Challenge A: Gather every line of the listing below that contains the word "white", and copy each one.

Document excerpt:

※

Although the title goes overboard using the word "deadly" to describe an internet treaty, it seems ACTA has some similar elements to SOPA, and Obama signed this one quietly as well, seemingly with no Congressional discussion.
Interestingly, I couldn't find many mainstream articles on this.
"Before the American people were protesting the Stop Online Piracy Act and the Protect Intellectual Property Act, the president managed to sign an international treaty which would permit foreign companies to demand that ISPs (Internet Service Providers) remove web content in the United States without any legal oversight. Entitled the Anti-Counterfeiting Trade Agreement (ACTA), the treaty was signed by Obama on October 1, 2011, but it is currently a subject of discussion because the White House is circulating a petition demanding that senators ratify the treaty."
Although the title goes overboard using the word "deadly" to describe an internet treaty, it seems ACTA has some similar elements to SOPA, and Obama signed this one quietly as well, seemingly with no Congressional discussion.
Interestingly, I couldn't find many mainstream articles on this.

※

Stored data:
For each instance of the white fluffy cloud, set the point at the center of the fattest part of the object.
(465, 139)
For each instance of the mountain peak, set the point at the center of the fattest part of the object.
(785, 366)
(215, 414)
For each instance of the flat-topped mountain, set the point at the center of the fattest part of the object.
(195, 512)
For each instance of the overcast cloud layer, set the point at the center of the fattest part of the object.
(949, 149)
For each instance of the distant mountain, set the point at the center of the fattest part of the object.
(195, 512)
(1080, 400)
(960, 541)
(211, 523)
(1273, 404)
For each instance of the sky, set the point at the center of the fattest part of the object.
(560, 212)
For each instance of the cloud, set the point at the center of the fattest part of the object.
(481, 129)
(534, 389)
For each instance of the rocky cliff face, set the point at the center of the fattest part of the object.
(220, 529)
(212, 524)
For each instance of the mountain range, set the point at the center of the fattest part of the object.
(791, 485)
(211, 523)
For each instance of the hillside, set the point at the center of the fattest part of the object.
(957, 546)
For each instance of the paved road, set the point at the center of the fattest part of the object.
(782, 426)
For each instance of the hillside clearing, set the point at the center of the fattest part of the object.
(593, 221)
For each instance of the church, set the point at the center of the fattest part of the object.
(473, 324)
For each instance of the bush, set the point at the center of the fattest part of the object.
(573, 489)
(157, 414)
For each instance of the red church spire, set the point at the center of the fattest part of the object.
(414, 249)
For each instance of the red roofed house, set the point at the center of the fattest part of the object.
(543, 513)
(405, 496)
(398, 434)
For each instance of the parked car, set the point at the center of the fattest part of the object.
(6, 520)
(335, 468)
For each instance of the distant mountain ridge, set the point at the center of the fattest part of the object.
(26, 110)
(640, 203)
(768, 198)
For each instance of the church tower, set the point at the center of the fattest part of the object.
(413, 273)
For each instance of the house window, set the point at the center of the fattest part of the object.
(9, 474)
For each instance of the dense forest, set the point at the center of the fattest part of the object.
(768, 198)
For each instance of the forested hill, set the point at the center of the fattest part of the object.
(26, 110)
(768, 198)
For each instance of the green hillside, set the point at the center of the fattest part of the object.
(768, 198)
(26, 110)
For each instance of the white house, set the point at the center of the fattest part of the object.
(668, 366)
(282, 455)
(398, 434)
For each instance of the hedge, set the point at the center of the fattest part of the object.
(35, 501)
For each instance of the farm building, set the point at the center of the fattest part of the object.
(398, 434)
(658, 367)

※

Challenge B: Decide whether each statement agrees with the excerpt on ACTA above, giving yes or no and quoting the deciding words: (i) Obama signed ACTA on October 1, 2011. (ii) The writer found many mainstream articles on ACTA. (iii) ACTA would allow foreign companies to demand that ISPs remove web content in the United States.

Complete answer A:
For each instance of the white fluffy cloud, set the point at the center of the fattest part of the object.
For each instance of the white house, set the point at the center of the fattest part of the object.

Complete answer B:
(i) Yes: "the treaty was signed by Obama on October 1, 2011"
(ii) No: "Interestingly, I couldn't find many mainstream articles on this."
(iii) Yes: "would permit foreign companies to demand that ISPs (Internet Service Providers) remove web content in the United States without any legal oversight"